# [AIM]
Arrange the records below as a numbered list, leaving out any blank lines. Include everything from the line containing "house with a bounding box." down to the line containing "left=291, top=136, right=509, bottom=222", with both of those lines included.

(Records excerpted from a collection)
## begin
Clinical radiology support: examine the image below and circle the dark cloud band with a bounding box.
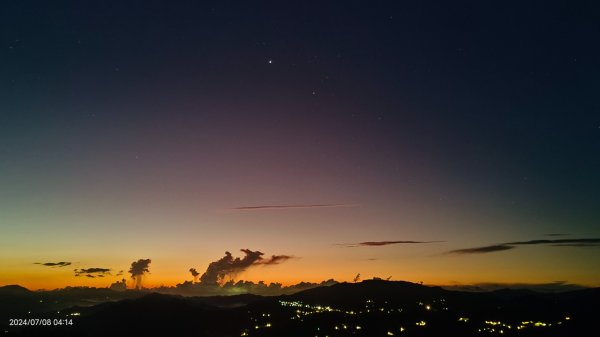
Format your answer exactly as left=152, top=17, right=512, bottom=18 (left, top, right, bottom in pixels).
left=34, top=262, right=71, bottom=267
left=230, top=204, right=357, bottom=212
left=448, top=238, right=600, bottom=254
left=338, top=240, right=445, bottom=248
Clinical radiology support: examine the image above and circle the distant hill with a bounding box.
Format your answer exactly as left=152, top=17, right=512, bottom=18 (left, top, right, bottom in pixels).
left=0, top=280, right=600, bottom=337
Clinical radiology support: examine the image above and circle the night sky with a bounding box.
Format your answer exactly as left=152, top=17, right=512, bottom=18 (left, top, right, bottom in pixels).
left=0, top=1, right=600, bottom=289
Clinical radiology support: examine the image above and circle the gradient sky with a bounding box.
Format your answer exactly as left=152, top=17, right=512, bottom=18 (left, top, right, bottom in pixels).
left=0, top=1, right=600, bottom=289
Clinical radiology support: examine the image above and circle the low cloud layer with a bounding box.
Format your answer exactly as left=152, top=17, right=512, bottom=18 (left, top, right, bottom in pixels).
left=449, top=245, right=515, bottom=254
left=448, top=238, right=600, bottom=254
left=230, top=204, right=357, bottom=212
left=200, top=249, right=293, bottom=285
left=129, top=259, right=152, bottom=289
left=338, top=241, right=445, bottom=248
left=34, top=262, right=71, bottom=267
left=74, top=268, right=110, bottom=278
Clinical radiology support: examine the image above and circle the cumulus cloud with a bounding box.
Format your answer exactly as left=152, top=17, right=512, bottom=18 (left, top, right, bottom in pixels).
left=74, top=268, right=110, bottom=278
left=200, top=249, right=293, bottom=285
left=129, top=259, right=152, bottom=289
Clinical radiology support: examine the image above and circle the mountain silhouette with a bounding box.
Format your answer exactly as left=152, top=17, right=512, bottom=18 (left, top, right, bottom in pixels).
left=3, top=280, right=600, bottom=337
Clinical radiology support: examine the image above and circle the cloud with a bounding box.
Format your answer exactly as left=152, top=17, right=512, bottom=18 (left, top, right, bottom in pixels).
left=229, top=204, right=358, bottom=212
left=74, top=268, right=110, bottom=277
left=338, top=241, right=445, bottom=248
left=129, top=259, right=152, bottom=289
left=506, top=238, right=600, bottom=245
left=259, top=255, right=294, bottom=265
left=448, top=238, right=600, bottom=254
left=448, top=244, right=515, bottom=254
left=34, top=262, right=71, bottom=267
left=200, top=249, right=294, bottom=285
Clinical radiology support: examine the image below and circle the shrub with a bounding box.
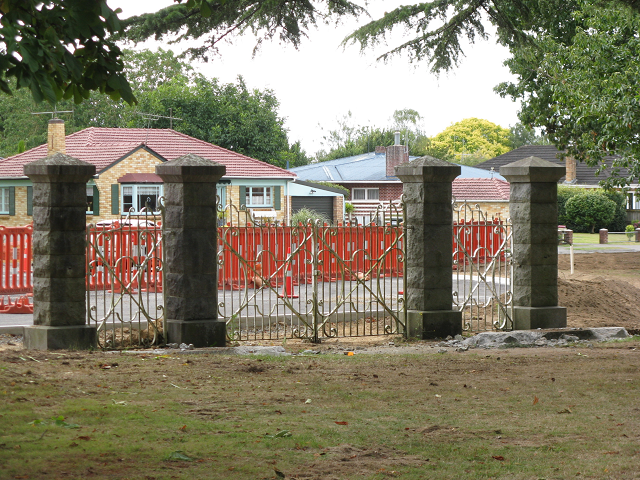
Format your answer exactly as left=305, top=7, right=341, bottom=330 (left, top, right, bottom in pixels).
left=602, top=190, right=627, bottom=232
left=558, top=185, right=585, bottom=231
left=565, top=192, right=617, bottom=233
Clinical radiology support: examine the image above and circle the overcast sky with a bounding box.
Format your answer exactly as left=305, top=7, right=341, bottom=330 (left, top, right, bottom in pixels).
left=107, top=0, right=519, bottom=155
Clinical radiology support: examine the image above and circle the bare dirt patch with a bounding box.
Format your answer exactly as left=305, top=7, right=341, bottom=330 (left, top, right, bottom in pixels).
left=558, top=253, right=640, bottom=334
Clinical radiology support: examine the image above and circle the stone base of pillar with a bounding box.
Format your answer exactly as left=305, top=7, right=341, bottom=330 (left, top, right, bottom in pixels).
left=407, top=310, right=462, bottom=340
left=165, top=320, right=227, bottom=348
left=24, top=325, right=98, bottom=350
left=513, top=307, right=567, bottom=330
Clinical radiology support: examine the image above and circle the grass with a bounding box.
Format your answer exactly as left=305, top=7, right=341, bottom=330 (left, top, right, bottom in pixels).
left=0, top=339, right=640, bottom=479
left=573, top=233, right=635, bottom=245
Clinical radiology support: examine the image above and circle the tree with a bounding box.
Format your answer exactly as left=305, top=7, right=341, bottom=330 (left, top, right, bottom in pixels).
left=0, top=50, right=309, bottom=167
left=431, top=118, right=511, bottom=165
left=0, top=0, right=135, bottom=104
left=498, top=2, right=640, bottom=186
left=124, top=0, right=365, bottom=61
left=130, top=75, right=306, bottom=167
left=316, top=109, right=436, bottom=162
left=565, top=192, right=616, bottom=233
left=509, top=123, right=551, bottom=150
left=122, top=48, right=194, bottom=93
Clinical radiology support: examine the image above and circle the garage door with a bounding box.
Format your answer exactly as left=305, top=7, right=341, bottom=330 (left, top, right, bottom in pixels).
left=291, top=196, right=333, bottom=222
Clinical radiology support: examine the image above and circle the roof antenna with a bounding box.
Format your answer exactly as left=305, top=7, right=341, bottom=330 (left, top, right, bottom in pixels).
left=136, top=108, right=182, bottom=145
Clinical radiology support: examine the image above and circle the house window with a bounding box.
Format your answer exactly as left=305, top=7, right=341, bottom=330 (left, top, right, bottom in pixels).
left=122, top=184, right=162, bottom=213
left=87, top=185, right=93, bottom=214
left=247, top=187, right=273, bottom=207
left=0, top=187, right=11, bottom=215
left=351, top=188, right=380, bottom=201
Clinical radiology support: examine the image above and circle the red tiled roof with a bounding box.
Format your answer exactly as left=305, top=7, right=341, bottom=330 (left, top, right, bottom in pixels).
left=0, top=127, right=295, bottom=178
left=453, top=178, right=509, bottom=200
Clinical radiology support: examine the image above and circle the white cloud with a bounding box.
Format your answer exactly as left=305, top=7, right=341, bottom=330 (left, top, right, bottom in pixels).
left=109, top=0, right=519, bottom=154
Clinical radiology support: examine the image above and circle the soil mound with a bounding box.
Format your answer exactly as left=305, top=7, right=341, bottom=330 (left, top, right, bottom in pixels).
left=558, top=276, right=640, bottom=334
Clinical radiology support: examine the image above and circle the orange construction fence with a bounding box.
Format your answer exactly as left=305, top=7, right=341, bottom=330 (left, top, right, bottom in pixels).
left=453, top=219, right=507, bottom=264
left=0, top=220, right=506, bottom=295
left=87, top=223, right=162, bottom=292
left=0, top=225, right=33, bottom=294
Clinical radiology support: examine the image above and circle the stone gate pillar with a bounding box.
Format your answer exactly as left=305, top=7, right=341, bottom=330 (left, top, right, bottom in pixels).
left=395, top=157, right=462, bottom=339
left=24, top=153, right=97, bottom=350
left=500, top=157, right=567, bottom=330
left=156, top=154, right=226, bottom=347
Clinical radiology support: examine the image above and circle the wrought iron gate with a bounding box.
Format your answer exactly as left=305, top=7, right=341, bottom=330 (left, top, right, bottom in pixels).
left=86, top=212, right=164, bottom=348
left=453, top=201, right=513, bottom=332
left=218, top=205, right=405, bottom=342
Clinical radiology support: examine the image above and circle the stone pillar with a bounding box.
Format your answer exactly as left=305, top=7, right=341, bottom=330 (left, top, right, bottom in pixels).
left=24, top=153, right=97, bottom=350
left=156, top=154, right=226, bottom=347
left=598, top=228, right=609, bottom=245
left=500, top=157, right=567, bottom=330
left=395, top=157, right=462, bottom=339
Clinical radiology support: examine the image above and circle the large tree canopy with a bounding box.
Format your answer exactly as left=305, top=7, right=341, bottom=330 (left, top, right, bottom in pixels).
left=124, top=0, right=364, bottom=60
left=0, top=0, right=134, bottom=103
left=431, top=118, right=511, bottom=165
left=497, top=2, right=640, bottom=185
left=0, top=0, right=363, bottom=104
left=0, top=50, right=309, bottom=167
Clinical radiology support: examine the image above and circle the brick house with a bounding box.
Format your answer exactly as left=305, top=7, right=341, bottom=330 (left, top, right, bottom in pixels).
left=0, top=119, right=342, bottom=226
left=291, top=136, right=509, bottom=222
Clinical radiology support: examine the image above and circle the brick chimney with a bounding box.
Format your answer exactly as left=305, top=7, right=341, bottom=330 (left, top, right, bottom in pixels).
left=564, top=157, right=578, bottom=183
left=47, top=118, right=67, bottom=155
left=384, top=132, right=409, bottom=177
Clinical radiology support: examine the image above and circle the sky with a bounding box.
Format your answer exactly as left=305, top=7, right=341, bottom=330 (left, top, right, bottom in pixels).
left=107, top=0, right=519, bottom=155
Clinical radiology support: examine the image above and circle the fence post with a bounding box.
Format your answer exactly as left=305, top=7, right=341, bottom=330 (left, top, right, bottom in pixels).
## end
# [REPLY TO THE TASK]
1. Clinical radiology support: examine the image above and circle the brick house with a bounding box.
2. Format your answer exactly as left=305, top=7, right=341, bottom=330 (left, top, right, bottom in pixels).
3. left=0, top=119, right=342, bottom=226
4. left=291, top=136, right=509, bottom=222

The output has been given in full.